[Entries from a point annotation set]
== == ==
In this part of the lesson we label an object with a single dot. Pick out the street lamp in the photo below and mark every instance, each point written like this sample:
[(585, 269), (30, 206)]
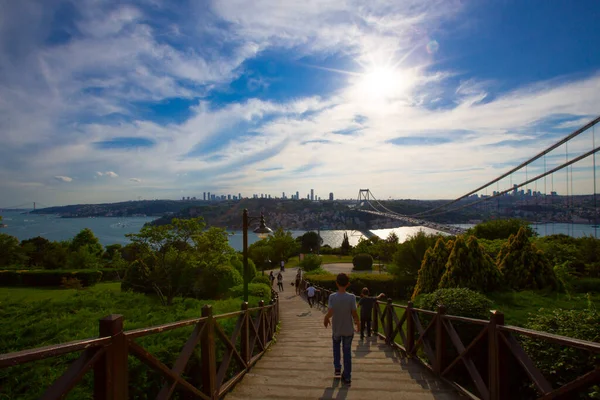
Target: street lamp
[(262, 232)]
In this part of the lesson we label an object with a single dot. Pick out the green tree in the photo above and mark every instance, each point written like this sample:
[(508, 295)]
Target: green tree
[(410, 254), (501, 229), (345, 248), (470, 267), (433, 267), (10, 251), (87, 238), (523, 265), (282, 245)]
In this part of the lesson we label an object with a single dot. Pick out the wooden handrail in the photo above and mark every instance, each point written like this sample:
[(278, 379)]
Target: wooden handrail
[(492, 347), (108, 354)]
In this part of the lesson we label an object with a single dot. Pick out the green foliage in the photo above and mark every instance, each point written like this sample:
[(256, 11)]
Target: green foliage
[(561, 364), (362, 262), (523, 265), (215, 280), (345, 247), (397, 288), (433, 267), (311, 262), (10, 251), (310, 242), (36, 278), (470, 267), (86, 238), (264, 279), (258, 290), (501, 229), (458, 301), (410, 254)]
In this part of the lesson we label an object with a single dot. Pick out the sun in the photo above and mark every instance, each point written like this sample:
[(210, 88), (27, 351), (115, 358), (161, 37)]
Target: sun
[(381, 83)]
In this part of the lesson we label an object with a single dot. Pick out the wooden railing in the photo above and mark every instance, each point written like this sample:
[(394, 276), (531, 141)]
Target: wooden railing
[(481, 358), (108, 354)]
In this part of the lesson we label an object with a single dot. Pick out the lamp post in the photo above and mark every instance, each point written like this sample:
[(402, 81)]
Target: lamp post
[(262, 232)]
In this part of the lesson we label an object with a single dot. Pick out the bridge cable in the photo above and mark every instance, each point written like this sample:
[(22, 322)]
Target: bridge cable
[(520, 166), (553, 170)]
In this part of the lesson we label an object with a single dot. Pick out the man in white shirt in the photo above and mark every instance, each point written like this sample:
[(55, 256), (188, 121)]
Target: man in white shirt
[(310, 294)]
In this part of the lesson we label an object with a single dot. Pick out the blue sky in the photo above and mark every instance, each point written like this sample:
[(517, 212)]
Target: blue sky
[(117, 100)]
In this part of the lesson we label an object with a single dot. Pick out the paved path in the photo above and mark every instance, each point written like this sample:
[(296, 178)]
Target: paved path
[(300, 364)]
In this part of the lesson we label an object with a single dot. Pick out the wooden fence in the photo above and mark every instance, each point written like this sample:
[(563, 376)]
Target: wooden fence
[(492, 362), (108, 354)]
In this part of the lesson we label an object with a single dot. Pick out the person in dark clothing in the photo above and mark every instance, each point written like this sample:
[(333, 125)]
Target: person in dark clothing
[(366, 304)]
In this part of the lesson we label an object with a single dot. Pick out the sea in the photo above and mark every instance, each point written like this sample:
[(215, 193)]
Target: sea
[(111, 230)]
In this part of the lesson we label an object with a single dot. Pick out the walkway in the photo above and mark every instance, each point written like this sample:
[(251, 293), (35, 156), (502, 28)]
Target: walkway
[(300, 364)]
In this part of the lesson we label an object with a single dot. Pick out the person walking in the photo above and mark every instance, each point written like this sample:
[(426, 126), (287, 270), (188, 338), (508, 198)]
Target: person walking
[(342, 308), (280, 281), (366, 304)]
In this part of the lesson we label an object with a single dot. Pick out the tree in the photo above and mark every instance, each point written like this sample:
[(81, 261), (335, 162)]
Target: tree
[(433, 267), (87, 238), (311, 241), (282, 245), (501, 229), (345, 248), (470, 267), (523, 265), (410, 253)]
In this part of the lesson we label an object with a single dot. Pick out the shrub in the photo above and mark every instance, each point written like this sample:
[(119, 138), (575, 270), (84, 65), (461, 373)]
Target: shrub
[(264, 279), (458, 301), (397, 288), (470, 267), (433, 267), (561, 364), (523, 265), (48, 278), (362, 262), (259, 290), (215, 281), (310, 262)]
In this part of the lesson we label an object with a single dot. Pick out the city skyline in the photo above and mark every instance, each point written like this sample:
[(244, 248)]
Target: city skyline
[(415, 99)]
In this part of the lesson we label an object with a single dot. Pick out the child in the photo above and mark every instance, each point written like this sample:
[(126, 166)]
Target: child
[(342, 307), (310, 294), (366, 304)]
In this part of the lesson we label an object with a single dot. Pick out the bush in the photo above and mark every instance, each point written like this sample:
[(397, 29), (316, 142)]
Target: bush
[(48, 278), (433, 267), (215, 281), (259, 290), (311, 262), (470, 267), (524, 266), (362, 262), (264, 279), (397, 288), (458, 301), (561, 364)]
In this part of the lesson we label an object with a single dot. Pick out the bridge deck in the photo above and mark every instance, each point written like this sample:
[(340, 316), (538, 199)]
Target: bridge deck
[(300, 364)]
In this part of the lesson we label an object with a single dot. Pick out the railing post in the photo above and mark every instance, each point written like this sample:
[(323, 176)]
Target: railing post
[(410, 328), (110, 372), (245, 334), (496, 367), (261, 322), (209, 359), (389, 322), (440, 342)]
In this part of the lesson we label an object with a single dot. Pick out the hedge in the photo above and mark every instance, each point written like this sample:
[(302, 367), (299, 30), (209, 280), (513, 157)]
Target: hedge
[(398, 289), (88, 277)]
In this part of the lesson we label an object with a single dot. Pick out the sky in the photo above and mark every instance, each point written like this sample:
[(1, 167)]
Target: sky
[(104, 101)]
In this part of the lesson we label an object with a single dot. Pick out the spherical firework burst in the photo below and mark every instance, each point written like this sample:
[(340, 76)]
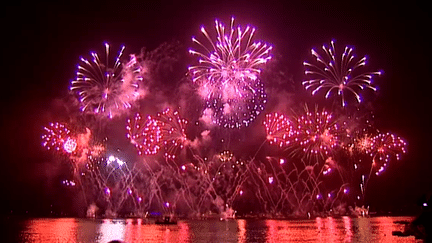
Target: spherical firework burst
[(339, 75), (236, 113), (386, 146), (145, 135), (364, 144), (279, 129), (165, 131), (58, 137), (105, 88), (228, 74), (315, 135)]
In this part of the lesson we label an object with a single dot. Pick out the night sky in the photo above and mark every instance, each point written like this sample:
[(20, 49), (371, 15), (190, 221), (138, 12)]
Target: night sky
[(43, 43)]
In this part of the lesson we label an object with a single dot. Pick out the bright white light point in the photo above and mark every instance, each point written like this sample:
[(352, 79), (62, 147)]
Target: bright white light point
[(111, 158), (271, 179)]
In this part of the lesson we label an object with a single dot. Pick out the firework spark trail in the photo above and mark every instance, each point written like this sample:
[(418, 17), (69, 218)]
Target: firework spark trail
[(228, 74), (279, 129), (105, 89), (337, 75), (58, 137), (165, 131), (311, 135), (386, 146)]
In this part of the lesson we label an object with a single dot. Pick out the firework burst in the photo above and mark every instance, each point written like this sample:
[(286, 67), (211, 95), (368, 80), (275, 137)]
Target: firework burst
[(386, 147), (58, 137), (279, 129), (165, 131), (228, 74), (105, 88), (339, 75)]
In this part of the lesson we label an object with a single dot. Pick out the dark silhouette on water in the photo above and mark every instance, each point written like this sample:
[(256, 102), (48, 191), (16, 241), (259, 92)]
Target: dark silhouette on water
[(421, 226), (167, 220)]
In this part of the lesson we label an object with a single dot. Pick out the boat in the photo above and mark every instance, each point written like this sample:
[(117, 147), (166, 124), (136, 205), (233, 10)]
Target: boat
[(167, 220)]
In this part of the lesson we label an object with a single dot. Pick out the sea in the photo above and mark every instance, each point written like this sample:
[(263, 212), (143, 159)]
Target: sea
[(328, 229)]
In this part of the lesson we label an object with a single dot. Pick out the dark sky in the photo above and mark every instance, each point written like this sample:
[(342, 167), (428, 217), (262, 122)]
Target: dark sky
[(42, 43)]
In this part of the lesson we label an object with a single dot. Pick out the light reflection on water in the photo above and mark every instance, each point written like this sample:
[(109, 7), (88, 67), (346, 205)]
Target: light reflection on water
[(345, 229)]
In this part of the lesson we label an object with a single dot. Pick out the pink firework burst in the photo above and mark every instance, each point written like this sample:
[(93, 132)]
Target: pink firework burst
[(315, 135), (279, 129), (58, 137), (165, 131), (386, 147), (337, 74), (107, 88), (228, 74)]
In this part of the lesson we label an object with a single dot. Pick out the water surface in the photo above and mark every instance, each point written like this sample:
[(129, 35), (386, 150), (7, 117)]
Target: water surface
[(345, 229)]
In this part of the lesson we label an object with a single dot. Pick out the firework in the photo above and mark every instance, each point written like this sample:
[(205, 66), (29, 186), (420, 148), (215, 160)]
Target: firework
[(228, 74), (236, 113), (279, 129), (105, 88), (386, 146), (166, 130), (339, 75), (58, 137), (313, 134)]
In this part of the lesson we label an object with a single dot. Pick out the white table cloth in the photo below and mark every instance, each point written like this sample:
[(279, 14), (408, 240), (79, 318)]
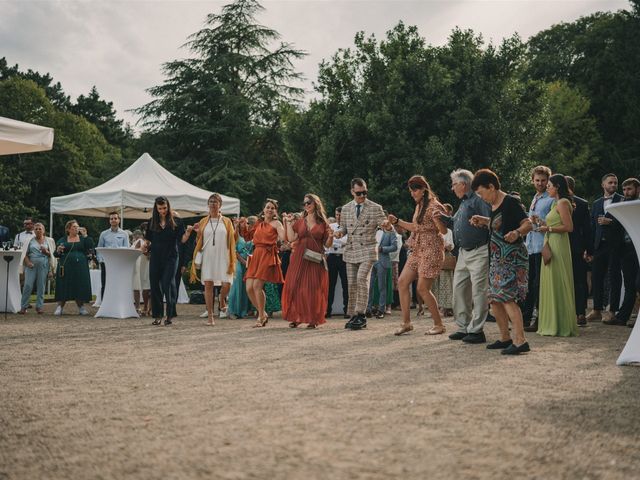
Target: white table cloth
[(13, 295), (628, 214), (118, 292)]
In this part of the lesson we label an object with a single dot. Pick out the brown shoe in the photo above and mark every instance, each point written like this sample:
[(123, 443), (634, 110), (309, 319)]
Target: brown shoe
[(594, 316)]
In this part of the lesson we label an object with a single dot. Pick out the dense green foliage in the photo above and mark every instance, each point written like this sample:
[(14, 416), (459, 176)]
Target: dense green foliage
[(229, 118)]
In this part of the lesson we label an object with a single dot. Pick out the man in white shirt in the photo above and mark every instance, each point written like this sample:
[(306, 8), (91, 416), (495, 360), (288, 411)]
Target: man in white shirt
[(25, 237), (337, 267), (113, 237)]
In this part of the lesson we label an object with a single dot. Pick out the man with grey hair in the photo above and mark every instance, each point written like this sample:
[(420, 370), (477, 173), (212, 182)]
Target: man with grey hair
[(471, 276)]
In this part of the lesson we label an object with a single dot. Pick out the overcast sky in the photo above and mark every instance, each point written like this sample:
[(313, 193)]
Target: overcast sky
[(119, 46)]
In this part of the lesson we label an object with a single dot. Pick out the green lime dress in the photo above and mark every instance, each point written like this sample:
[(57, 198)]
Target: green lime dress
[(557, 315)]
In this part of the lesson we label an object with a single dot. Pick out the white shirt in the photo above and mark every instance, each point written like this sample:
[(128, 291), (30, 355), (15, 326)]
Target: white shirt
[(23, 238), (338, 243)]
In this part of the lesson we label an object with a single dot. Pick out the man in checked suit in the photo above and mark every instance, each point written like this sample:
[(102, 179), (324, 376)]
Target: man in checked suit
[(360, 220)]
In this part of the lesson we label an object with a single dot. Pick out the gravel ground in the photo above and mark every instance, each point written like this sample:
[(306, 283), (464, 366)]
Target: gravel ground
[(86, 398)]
== == ==
• [Requirements]: Copy the data between the lines holding "out the boat" and "[(328, 229)]", inclusive, changing "boat" to "ship" and keeping everything else the same.

• [Reply to the task]:
In this part of the lesson we label an object with a single dot. Pick out the ship in the photo above and mark every instance, each point written like this sample:
[(117, 147), (166, 124), (136, 205), (233, 10)]
Target: ship
[(167, 220)]
In this part of the lesson we label an object with a single dot. Pick out the sea in the photo above and mark every instance, each point written like this sample:
[(263, 212), (143, 159)]
Target: sea
[(328, 229)]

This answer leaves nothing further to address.